*** TASK INPUT
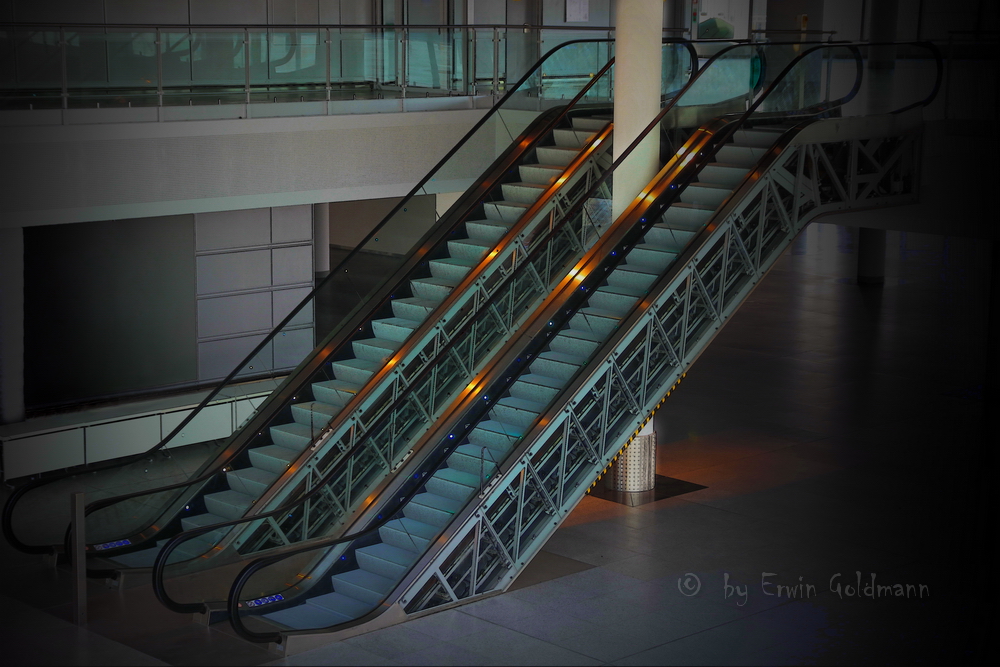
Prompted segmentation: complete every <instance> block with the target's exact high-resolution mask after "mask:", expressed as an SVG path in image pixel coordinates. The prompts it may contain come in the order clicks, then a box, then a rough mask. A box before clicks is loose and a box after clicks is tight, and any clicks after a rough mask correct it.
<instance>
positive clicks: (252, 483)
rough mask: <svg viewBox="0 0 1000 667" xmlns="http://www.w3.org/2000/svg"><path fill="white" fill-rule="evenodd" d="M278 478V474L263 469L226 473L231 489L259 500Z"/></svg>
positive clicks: (244, 470) (246, 470)
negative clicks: (262, 494)
mask: <svg viewBox="0 0 1000 667" xmlns="http://www.w3.org/2000/svg"><path fill="white" fill-rule="evenodd" d="M277 478H278V474H277V473H274V472H271V471H270V470H264V469H263V468H243V469H242V470H230V471H229V472H227V473H226V482H228V484H229V488H230V489H232V490H233V491H239V492H240V493H244V494H246V495H248V496H254V497H255V498H259V497H260V496H261V495H262V494H263V493H264V492H265V491H267V489H268V488H270V486H271V484H272V483H274V480H276V479H277Z"/></svg>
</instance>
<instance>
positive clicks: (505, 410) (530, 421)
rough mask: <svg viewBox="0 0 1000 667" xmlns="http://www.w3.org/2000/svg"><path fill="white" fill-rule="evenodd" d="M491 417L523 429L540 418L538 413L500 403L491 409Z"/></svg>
mask: <svg viewBox="0 0 1000 667" xmlns="http://www.w3.org/2000/svg"><path fill="white" fill-rule="evenodd" d="M490 418H491V419H494V420H496V421H498V422H503V423H505V424H513V425H514V426H520V427H521V428H522V429H523V428H526V427H527V426H530V425H531V423H532V422H534V421H535V420H536V419H537V418H538V413H537V412H529V411H528V410H519V409H518V408H512V407H510V406H507V405H499V404H498V405H497V406H496V407H494V408H493V409H492V410H490Z"/></svg>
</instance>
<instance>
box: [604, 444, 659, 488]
mask: <svg viewBox="0 0 1000 667" xmlns="http://www.w3.org/2000/svg"><path fill="white" fill-rule="evenodd" d="M604 484H605V488H607V489H609V490H613V491H621V492H624V493H640V492H643V491H652V490H653V489H654V488H655V487H656V433H655V432H654V433H648V434H643V435H637V436H636V437H635V439H634V440H632V444H631V445H629V446H628V447H627V448H626V449H625V451H624V452H622V454H621V456H619V457H618V460H617V461H616V462H615V464H614V465H613V466H611V470H609V471H608V474H606V475H605V476H604Z"/></svg>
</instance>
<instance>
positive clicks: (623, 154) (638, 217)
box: [227, 43, 941, 642]
mask: <svg viewBox="0 0 1000 667" xmlns="http://www.w3.org/2000/svg"><path fill="white" fill-rule="evenodd" d="M909 44H914V43H909ZM919 44H920V45H921V46H931V47H932V48H933V45H929V44H928V43H919ZM829 46H830V45H828V44H823V45H821V46H818V47H816V48H815V49H810V50H808V51H806V52H804V53H802V54H799V56H798V57H796V58H795V59H794V60H793V61H792V62H791V63H789V64H788V66H787V67H786V68H785V70H783V71H782V72H781V73H780V74H779V76H778V77H777V78H776V79H775V81H774V82H772V84H771V85H770V86H769V87H768V89H767V91H765V92H764V93H763V94H762V95H761V96H760V97H759V98H758V99H757V100H756V101H755V102H754V103H753V104H752V105H751V106H750V108H748V109H747V111H746V112H745V113H744V114H742V115H741V116H740V118H739V119H737V120H735V121H729V122H728V123H727V127H726V128H725V129H724V130H723V131H722V132H720V133H719V134H718V135H717V137H716V140H715V141H713V142H712V143H713V148H712V149H711V151H710V153H711V154H709V155H708V156H705V155H701V159H700V160H699V161H698V163H697V164H696V165H694V166H692V167H690V168H689V169H687V170H686V171H687V172H688V173H690V172H691V171H692V170H697V169H700V168H701V166H703V165H704V164H706V163H707V162H708V161H709V160H710V159H711V158H712V154H714V153H715V151H716V150H717V149H718V147H720V146H721V145H722V143H724V141H725V137H728V136H730V135H731V134H732V132H735V131H736V130H737V129H739V127H740V126H741V125H743V124H744V123H745V121H746V120H747V119H748V118H749V116H750V115H751V114H752V113H753V112H754V111H755V110H756V109H757V108H758V107H759V106H760V104H761V103H762V102H763V100H764V99H765V98H766V97H767V95H768V94H770V93H771V92H772V91H773V90H774V88H775V86H776V85H777V84H778V83H779V82H780V81H781V80H782V79H783V78H784V77H785V76H786V75H787V74H788V72H789V71H791V69H792V68H793V67H794V66H795V65H796V64H797V63H798V61H799V60H801V59H803V58H804V57H806V56H808V55H810V54H811V53H812V52H813V51H815V50H816V49H818V48H828V47H829ZM834 46H845V45H844V44H836V45H834ZM847 46H852V47H855V48H853V49H851V50H852V51H853V52H854V55H855V59H856V63H857V64H858V71H857V75H856V78H855V85H854V87H853V88H852V90H851V91H850V92H849V93H848V95H845V96H844V97H842V98H840V100H838V102H840V103H846V102H847V101H850V100H851V99H853V98H854V96H856V94H857V92H858V91H859V90H860V86H861V80H862V77H863V65H862V59H861V58H860V51H859V50H858V49H857V48H856V47H857V46H858V45H847ZM940 70H941V61H940V60H938V71H939V74H940ZM936 92H937V87H935V90H934V91H933V92H932V93H931V95H929V96H928V97H926V98H924V100H921V102H919V103H917V104H918V105H924V106H926V105H927V104H930V102H931V101H933V99H934V96H935V94H936ZM682 94H683V91H682V93H680V94H678V98H680V97H681V95H682ZM675 99H676V98H675ZM830 106H832V105H830ZM912 106H913V105H910V106H907V107H904V108H902V109H899V110H897V111H895V112H893V113H900V112H902V111H905V110H906V109H909V108H912ZM828 108H829V107H826V108H818V109H815V110H814V112H813V113H812V114H811V115H812V116H815V115H819V114H822V113H824V112H825V111H826V110H828ZM668 110H669V109H664V110H663V112H661V114H660V115H659V116H658V118H657V120H655V121H653V122H652V123H651V124H650V125H649V126H648V127H647V128H646V129H645V130H644V131H643V132H642V133H641V134H640V135H639V137H638V138H637V139H636V140H635V142H633V144H632V145H630V146H629V148H628V149H626V154H627V152H628V151H630V150H631V149H633V148H634V147H635V146H637V145H638V144H639V143H640V142H641V141H642V140H643V139H644V138H645V136H646V135H647V134H648V133H649V132H650V131H652V130H653V129H654V128H655V127H656V125H657V124H658V122H659V118H661V117H662V115H663V114H664V113H665V112H666V111H668ZM800 115H802V116H804V114H790V115H789V116H790V117H796V116H800ZM726 130H728V131H726ZM624 157H625V155H624V154H623V156H622V157H621V158H620V159H619V160H616V161H615V164H614V165H612V167H611V168H610V169H609V170H608V171H607V172H605V175H608V174H610V173H611V172H612V171H613V170H614V169H615V168H616V167H617V165H618V164H619V163H620V161H621V159H624ZM664 190H665V191H666V193H667V196H668V197H671V198H673V199H675V198H676V197H677V196H678V194H679V189H673V190H671V189H667V188H664ZM585 198H586V195H585V196H584V198H582V199H581V201H583V200H585ZM578 208H579V205H577V206H576V207H575V209H578ZM572 215H574V213H573V212H572V211H571V212H570V213H568V214H567V216H572ZM640 215H642V213H641V212H639V211H638V210H633V211H631V212H630V218H631V219H633V221H635V220H638V218H639V216H640ZM624 254H625V253H619V256H618V257H617V258H616V259H614V260H613V261H612V263H615V264H617V263H618V262H620V261H621V259H622V257H623V256H624ZM606 262H607V260H605V261H602V262H601V264H602V265H603V264H604V263H606ZM601 273H602V272H599V271H597V270H594V271H590V272H589V277H593V276H600V275H601ZM574 289H576V287H575V286H574ZM569 316H571V315H569V314H567V315H564V316H563V318H562V319H564V320H566V319H568V317H569ZM513 381H514V377H511V378H508V380H507V383H508V384H510V383H512V382H513ZM494 389H495V388H494V387H492V386H491V392H492V393H493V394H495V395H496V397H500V396H502V395H503V391H494ZM494 400H498V398H495V399H494ZM487 409H488V408H487ZM461 421H467V420H466V418H465V417H464V416H463V418H462V419H461ZM468 428H470V427H466V429H468ZM500 474H502V471H500V470H498V472H497V476H499V475H500ZM423 477H426V473H424V475H423ZM421 486H422V485H414V489H412V490H411V492H410V493H408V494H406V495H405V496H403V497H401V498H400V499H399V500H398V501H397V502H396V503H395V504H394V508H393V510H392V511H391V512H390V511H386V510H383V511H382V512H381V514H380V515H379V516H381V517H384V518H381V519H379V520H378V521H376V522H375V524H374V525H373V526H370V527H368V528H366V529H365V530H363V531H359V532H358V533H355V538H357V537H363V536H365V535H368V534H371V533H372V532H374V531H375V530H377V529H378V528H380V527H382V526H383V525H385V523H387V522H388V521H390V520H392V518H393V517H394V516H395V515H396V513H397V512H398V511H399V510H400V509H401V508H402V507H403V506H405V504H406V503H407V502H408V501H409V500H410V499H412V497H413V496H415V495H416V493H417V492H418V491H419V490H420V488H421ZM344 541H347V538H346V537H345V538H340V539H337V540H318V541H316V542H315V543H313V544H310V545H308V546H302V547H299V548H296V549H294V550H289V551H284V552H283V553H280V554H275V555H272V556H267V557H261V558H259V559H256V560H254V561H252V562H251V563H249V564H248V565H247V566H245V567H244V569H243V570H242V571H241V572H240V574H239V575H238V576H237V578H236V580H234V582H233V586H232V588H231V590H230V596H229V600H228V601H227V610H228V612H229V618H230V623H231V624H232V626H233V628H234V630H235V631H236V632H237V634H239V635H240V636H242V637H244V638H245V639H248V640H250V641H268V642H280V641H281V639H282V634H281V633H270V634H264V633H253V632H250V631H249V630H247V628H246V626H244V625H243V624H242V621H241V619H240V618H239V610H240V608H241V606H242V605H241V603H240V601H239V594H240V592H241V590H242V588H243V586H244V585H245V584H246V583H247V582H248V581H249V579H250V577H252V576H253V574H254V573H256V572H257V571H259V570H260V569H262V568H263V567H266V566H268V565H271V564H273V563H276V562H279V561H280V560H282V559H284V558H287V557H290V556H292V555H296V554H299V553H304V552H306V551H309V550H316V549H321V548H328V547H330V546H333V545H335V544H338V543H341V542H344ZM380 604H384V600H383V603H380ZM379 611H380V609H379V607H378V606H376V607H375V608H374V609H373V611H372V612H370V613H369V614H367V615H365V616H363V617H361V618H359V619H355V620H353V621H347V622H345V623H342V624H339V625H337V626H331V627H335V628H349V627H352V626H354V625H358V624H360V623H363V622H366V621H367V620H368V619H369V617H371V616H372V615H373V614H375V612H379ZM318 629H320V628H316V629H312V630H302V631H287V632H286V634H298V633H305V632H312V631H314V630H318ZM324 630H326V631H330V628H324Z"/></svg>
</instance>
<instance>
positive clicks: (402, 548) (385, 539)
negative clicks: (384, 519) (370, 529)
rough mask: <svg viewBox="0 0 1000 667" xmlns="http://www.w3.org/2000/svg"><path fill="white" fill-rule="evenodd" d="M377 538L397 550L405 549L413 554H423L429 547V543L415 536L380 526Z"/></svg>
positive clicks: (378, 530)
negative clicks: (422, 553) (395, 548)
mask: <svg viewBox="0 0 1000 667" xmlns="http://www.w3.org/2000/svg"><path fill="white" fill-rule="evenodd" d="M378 534H379V537H381V538H382V541H383V542H385V543H386V544H388V545H390V546H394V547H396V548H398V549H405V550H407V551H412V552H413V553H423V552H424V550H425V549H427V547H428V545H430V543H431V541H430V540H426V539H424V538H422V537H419V536H417V535H412V534H409V533H406V532H403V531H401V530H393V529H390V528H386V527H385V526H382V527H381V528H379V529H378Z"/></svg>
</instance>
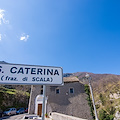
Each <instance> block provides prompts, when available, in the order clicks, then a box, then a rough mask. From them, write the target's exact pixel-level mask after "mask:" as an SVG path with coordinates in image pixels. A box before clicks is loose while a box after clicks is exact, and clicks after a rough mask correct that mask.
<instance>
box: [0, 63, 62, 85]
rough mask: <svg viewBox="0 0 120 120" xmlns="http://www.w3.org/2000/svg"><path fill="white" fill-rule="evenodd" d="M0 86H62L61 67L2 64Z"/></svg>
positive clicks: (0, 74) (16, 64)
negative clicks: (43, 85)
mask: <svg viewBox="0 0 120 120" xmlns="http://www.w3.org/2000/svg"><path fill="white" fill-rule="evenodd" d="M0 84H26V85H28V84H29V85H34V84H36V85H38V84H41V85H62V84H63V70H62V68H61V67H46V66H33V65H19V64H0Z"/></svg>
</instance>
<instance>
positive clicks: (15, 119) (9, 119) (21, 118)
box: [0, 114, 26, 120]
mask: <svg viewBox="0 0 120 120" xmlns="http://www.w3.org/2000/svg"><path fill="white" fill-rule="evenodd" d="M25 115H26V114H19V115H12V116H4V117H2V118H0V120H21V119H22V118H23V116H25Z"/></svg>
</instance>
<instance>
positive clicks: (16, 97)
mask: <svg viewBox="0 0 120 120" xmlns="http://www.w3.org/2000/svg"><path fill="white" fill-rule="evenodd" d="M29 88H30V87H28V86H27V87H26V86H22V85H21V86H12V85H1V86H0V109H2V110H3V111H4V110H5V109H7V108H9V107H15V108H19V107H28V101H29V96H30V92H29V91H30V90H29Z"/></svg>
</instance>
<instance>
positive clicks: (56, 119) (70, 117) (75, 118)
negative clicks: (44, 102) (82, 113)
mask: <svg viewBox="0 0 120 120" xmlns="http://www.w3.org/2000/svg"><path fill="white" fill-rule="evenodd" d="M52 119H53V120H87V119H82V118H77V117H73V116H69V115H64V114H60V113H56V112H53V113H52Z"/></svg>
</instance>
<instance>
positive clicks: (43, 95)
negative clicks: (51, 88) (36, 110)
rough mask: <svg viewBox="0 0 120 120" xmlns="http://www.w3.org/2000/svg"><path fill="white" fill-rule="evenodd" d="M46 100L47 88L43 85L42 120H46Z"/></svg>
mask: <svg viewBox="0 0 120 120" xmlns="http://www.w3.org/2000/svg"><path fill="white" fill-rule="evenodd" d="M45 98H46V86H45V85H43V104H42V120H45Z"/></svg>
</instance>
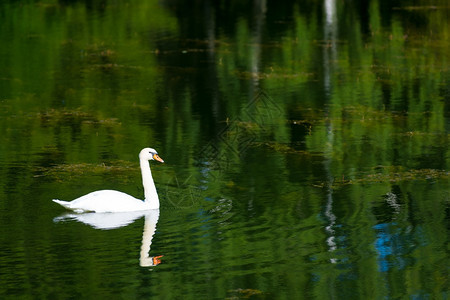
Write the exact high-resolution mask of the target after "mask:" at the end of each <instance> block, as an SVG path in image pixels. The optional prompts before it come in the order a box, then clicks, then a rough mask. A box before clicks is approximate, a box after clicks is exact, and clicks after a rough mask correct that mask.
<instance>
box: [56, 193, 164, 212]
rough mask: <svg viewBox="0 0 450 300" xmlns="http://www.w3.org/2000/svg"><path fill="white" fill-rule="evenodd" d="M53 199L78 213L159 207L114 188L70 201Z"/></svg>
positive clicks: (112, 211)
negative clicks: (117, 189) (119, 190)
mask: <svg viewBox="0 0 450 300" xmlns="http://www.w3.org/2000/svg"><path fill="white" fill-rule="evenodd" d="M53 201H54V202H56V203H58V204H60V205H62V206H64V207H65V208H67V209H69V210H73V211H75V212H78V213H82V212H126V211H139V210H148V209H154V208H159V207H154V208H152V207H150V206H149V203H146V202H144V201H142V200H139V199H136V198H134V197H132V196H130V195H128V194H125V193H122V192H119V191H113V190H101V191H95V192H92V193H89V194H87V195H84V196H81V197H80V198H77V199H75V200H73V201H70V202H67V201H61V200H56V199H55V200H53Z"/></svg>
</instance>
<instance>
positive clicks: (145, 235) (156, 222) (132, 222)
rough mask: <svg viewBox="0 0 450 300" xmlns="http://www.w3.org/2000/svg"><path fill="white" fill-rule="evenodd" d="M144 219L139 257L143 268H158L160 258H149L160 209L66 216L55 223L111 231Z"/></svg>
mask: <svg viewBox="0 0 450 300" xmlns="http://www.w3.org/2000/svg"><path fill="white" fill-rule="evenodd" d="M142 217H144V218H145V221H144V229H143V233H142V245H141V251H140V257H139V265H140V266H141V267H151V266H156V265H159V264H160V263H161V257H162V255H160V256H149V253H150V247H151V245H152V240H153V235H154V234H155V231H156V224H157V223H158V219H159V209H153V210H147V211H133V212H120V213H84V214H64V215H62V216H59V217H57V218H55V219H54V220H53V221H54V222H62V221H68V220H76V221H78V222H81V223H84V224H86V225H89V226H91V227H93V228H95V229H100V230H110V229H116V228H120V227H125V226H127V225H129V224H131V223H133V222H134V221H136V220H137V219H140V218H142Z"/></svg>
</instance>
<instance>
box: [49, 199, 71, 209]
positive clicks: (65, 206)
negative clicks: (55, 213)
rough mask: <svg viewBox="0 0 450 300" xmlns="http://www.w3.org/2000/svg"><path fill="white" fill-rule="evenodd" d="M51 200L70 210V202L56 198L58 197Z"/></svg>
mask: <svg viewBox="0 0 450 300" xmlns="http://www.w3.org/2000/svg"><path fill="white" fill-rule="evenodd" d="M52 201H53V202H55V203H58V204H59V205H61V206H63V207H65V208H67V209H70V210H72V208H71V207H70V202H67V201H62V200H58V199H53V200H52Z"/></svg>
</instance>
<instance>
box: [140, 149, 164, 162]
mask: <svg viewBox="0 0 450 300" xmlns="http://www.w3.org/2000/svg"><path fill="white" fill-rule="evenodd" d="M139 159H144V160H157V161H159V162H164V160H162V158H161V157H159V155H158V152H156V150H155V149H153V148H144V149H142V150H141V152H140V153H139Z"/></svg>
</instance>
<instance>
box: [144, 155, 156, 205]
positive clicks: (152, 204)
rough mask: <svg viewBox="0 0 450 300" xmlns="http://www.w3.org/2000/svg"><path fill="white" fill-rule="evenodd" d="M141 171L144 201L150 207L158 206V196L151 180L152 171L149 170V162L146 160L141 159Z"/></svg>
mask: <svg viewBox="0 0 450 300" xmlns="http://www.w3.org/2000/svg"><path fill="white" fill-rule="evenodd" d="M140 163H141V173H142V184H143V186H144V195H145V200H144V202H145V203H148V204H150V205H151V206H152V208H159V198H158V193H157V192H156V187H155V183H154V182H153V177H152V171H151V170H150V163H149V162H148V160H145V159H141V161H140Z"/></svg>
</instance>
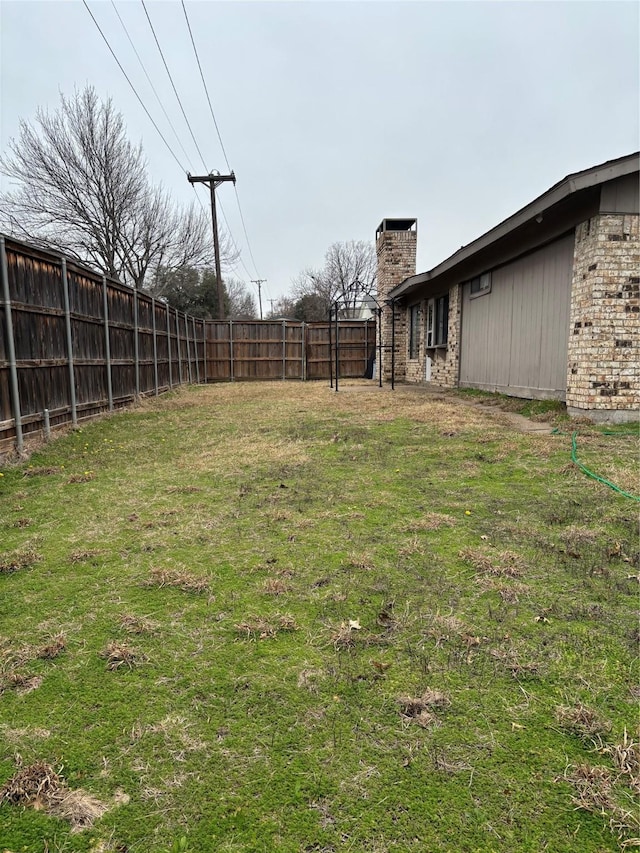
******
TASK TO COMPLETE:
Pick out each line of the items above that contains the string "negative", and list those lines in their original order.

SOLUTION TO THIS EXERCISE:
negative clicks: (262, 494)
negative clicks: (384, 519) (370, 529)
negative clicks: (422, 553) (395, 548)
negative clicks: (43, 85)
negative clicks: (44, 102) (82, 113)
negative clicks: (51, 88) (36, 110)
negative clicks: (117, 189) (119, 190)
negative clicks: (55, 213)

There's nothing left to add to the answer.